- [SHORT TASK]: Pull out every row below that contains the word "rocky" and copy each one in full.

- [DATASET EXTRACT]:
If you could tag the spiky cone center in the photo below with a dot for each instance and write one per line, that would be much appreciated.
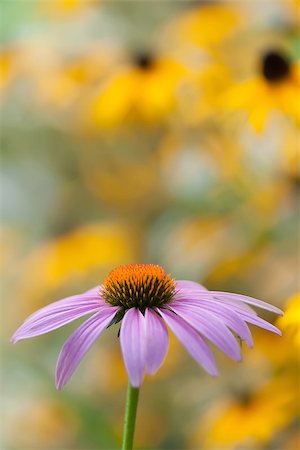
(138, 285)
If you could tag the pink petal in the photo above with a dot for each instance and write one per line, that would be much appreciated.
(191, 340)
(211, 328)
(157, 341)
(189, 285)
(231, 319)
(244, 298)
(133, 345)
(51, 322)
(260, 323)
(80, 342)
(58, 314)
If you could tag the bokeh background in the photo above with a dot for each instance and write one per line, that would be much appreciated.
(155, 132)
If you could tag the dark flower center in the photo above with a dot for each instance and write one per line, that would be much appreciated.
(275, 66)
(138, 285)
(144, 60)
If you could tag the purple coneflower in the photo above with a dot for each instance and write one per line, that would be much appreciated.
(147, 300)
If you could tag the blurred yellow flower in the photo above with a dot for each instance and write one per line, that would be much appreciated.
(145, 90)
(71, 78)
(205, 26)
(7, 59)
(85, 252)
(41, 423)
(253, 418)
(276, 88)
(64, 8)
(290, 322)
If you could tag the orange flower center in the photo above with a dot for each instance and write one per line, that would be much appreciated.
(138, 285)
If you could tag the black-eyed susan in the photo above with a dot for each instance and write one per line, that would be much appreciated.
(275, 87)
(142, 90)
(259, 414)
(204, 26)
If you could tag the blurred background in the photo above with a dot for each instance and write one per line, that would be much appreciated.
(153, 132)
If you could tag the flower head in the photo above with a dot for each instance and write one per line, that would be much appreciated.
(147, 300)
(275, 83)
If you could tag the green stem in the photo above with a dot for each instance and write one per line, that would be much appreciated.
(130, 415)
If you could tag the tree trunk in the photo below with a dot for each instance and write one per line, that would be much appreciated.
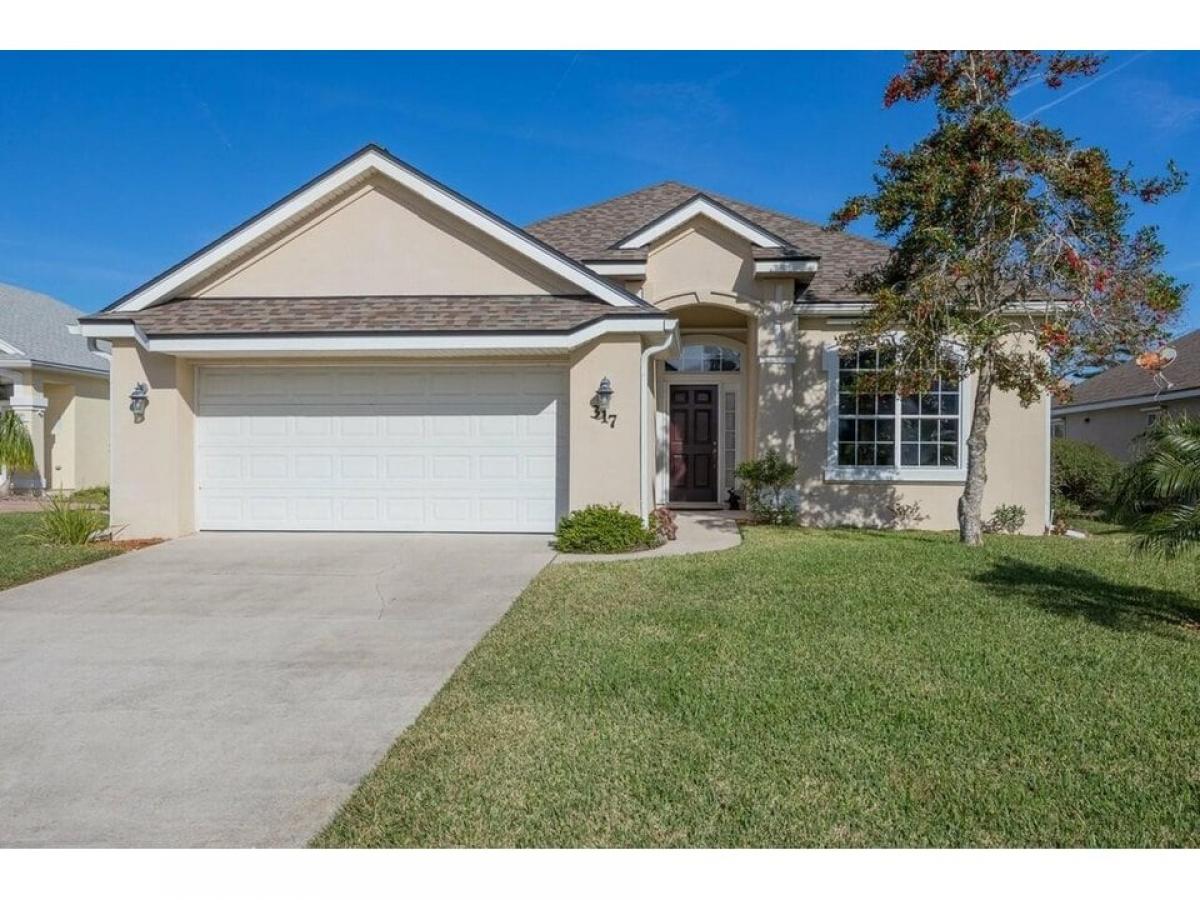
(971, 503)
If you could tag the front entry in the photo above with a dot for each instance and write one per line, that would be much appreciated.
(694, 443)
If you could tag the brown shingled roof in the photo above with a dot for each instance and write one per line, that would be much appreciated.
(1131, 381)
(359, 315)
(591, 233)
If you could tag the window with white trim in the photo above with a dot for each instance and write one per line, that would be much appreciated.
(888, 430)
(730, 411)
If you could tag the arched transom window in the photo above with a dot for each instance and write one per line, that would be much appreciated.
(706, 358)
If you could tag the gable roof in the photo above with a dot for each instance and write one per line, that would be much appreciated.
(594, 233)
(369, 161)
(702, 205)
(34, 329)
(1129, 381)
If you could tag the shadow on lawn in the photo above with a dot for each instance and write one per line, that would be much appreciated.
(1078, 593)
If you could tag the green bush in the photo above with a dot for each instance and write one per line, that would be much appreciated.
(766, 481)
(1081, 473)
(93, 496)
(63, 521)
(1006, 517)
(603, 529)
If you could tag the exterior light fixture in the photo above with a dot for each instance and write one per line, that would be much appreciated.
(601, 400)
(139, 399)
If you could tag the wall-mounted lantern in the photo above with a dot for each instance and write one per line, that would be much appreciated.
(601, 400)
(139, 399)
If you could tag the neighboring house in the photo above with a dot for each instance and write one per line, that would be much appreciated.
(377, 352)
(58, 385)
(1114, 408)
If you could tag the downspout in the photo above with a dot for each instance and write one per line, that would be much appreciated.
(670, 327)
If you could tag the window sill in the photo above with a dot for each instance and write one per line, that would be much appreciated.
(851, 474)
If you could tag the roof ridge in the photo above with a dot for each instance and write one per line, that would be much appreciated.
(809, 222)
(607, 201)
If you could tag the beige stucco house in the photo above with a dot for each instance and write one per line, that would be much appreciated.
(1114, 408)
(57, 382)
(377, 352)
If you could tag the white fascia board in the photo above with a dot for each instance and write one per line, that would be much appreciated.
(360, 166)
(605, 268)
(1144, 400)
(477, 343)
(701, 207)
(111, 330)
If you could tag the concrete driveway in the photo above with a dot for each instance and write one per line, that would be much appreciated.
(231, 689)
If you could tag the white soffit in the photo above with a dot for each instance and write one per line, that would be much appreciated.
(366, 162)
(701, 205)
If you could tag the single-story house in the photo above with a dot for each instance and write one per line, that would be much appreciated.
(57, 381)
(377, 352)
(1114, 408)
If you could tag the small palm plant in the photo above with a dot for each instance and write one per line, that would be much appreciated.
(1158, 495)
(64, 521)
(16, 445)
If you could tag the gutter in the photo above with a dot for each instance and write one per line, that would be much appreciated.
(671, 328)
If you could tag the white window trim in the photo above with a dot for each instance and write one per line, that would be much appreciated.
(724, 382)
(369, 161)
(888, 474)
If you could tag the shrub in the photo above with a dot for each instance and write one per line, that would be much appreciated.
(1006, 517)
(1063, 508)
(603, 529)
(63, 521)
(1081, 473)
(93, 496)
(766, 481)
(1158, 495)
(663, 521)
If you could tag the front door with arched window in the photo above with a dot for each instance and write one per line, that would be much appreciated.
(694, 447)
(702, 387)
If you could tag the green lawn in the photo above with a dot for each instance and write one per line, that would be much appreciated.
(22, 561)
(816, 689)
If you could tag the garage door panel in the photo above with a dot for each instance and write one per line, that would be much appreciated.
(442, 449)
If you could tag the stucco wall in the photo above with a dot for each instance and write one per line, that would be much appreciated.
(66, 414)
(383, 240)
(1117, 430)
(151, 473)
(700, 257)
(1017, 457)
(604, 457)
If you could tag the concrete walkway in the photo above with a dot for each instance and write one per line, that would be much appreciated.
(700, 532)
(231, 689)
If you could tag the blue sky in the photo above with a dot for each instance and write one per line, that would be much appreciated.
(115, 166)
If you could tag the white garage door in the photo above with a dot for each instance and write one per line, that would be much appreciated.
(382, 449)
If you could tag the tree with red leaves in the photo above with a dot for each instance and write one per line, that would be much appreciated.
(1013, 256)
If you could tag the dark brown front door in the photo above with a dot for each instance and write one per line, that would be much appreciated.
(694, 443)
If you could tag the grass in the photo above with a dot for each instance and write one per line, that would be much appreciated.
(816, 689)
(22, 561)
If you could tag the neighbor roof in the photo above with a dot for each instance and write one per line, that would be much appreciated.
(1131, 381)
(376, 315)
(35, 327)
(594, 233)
--
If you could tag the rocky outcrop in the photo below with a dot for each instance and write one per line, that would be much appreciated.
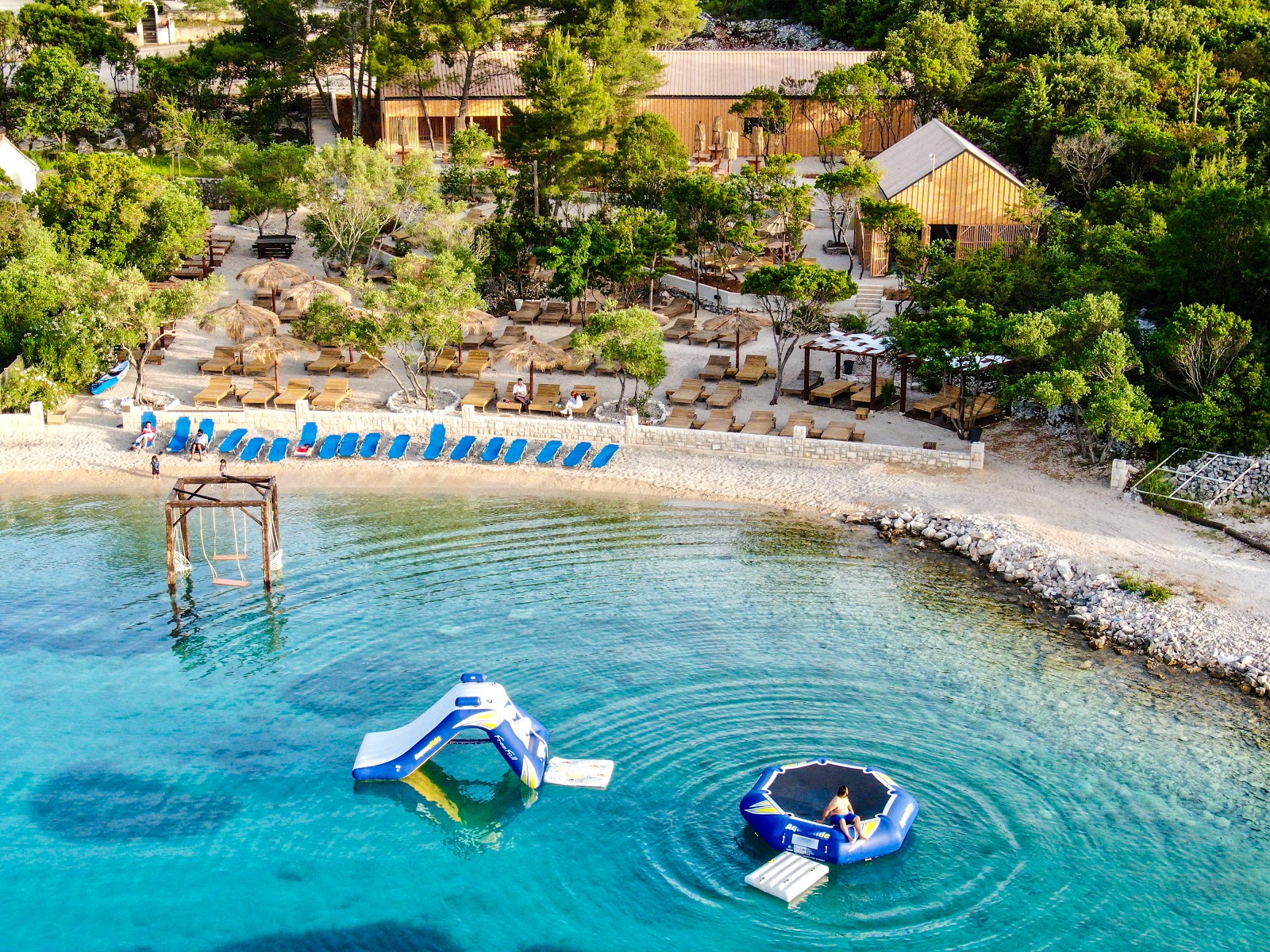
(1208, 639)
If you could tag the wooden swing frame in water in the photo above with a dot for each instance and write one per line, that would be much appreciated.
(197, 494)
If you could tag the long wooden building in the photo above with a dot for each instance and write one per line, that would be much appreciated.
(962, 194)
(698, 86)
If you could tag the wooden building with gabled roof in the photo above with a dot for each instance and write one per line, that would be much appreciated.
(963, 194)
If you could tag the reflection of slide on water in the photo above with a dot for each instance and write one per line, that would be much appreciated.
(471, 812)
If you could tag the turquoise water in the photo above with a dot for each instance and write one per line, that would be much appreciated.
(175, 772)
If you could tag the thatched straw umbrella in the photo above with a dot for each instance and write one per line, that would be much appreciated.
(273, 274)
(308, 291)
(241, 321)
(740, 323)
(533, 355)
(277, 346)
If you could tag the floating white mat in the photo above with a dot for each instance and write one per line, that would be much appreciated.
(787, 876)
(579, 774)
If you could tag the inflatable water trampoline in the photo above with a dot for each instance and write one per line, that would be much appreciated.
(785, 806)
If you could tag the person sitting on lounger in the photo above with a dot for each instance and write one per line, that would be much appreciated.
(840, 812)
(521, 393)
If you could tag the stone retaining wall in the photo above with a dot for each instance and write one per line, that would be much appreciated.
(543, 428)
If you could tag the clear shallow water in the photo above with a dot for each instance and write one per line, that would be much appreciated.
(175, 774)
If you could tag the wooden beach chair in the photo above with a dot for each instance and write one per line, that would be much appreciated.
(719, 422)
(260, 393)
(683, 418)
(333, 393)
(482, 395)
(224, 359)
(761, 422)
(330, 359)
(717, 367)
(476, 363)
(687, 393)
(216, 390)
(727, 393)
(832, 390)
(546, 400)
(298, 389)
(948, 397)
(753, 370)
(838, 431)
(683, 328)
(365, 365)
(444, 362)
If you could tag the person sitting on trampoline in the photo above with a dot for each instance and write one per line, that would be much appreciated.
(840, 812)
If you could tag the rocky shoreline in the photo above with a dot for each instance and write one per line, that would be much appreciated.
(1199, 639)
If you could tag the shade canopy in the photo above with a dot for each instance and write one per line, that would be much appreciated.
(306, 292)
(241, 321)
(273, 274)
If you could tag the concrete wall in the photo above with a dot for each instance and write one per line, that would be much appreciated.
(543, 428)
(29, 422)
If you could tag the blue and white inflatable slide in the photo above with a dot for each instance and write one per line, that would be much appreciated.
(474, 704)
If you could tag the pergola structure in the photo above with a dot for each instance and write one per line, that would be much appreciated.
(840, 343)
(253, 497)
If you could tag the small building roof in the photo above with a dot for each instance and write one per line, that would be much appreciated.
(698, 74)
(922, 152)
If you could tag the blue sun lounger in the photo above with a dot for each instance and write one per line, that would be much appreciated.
---
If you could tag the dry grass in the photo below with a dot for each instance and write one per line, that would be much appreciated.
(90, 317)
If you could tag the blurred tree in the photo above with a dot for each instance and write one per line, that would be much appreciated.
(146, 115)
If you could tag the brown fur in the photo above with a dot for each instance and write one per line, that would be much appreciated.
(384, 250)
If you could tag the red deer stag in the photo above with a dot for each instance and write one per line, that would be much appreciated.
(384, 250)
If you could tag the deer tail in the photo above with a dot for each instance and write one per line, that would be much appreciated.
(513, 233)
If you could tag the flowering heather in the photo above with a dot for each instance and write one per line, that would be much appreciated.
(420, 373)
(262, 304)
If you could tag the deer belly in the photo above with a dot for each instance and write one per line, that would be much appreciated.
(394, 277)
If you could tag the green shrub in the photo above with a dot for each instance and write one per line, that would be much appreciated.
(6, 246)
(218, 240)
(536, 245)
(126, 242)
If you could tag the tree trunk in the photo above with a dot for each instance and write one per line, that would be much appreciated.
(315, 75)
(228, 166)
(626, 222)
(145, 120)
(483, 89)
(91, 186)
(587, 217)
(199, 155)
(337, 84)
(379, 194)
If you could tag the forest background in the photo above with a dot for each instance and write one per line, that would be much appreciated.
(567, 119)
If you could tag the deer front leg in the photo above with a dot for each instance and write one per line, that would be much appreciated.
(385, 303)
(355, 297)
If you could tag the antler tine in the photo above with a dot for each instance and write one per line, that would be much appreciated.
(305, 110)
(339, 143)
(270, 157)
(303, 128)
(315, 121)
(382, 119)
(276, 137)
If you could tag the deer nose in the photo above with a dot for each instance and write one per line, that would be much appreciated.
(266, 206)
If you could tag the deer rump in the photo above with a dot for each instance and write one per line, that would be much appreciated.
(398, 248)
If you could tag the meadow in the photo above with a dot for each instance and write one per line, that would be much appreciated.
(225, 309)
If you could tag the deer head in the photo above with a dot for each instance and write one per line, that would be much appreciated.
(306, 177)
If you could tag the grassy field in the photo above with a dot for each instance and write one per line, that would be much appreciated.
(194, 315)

- [RESULT OF THIS TASK]:
If you could tag the rocky outcrop in the photo below with a dot for each instance and write one per line, that would be much appreciated.
If you could tag the rocky shoreline in the photo above with a dot for each instance and write one per line, that would be much appreciated.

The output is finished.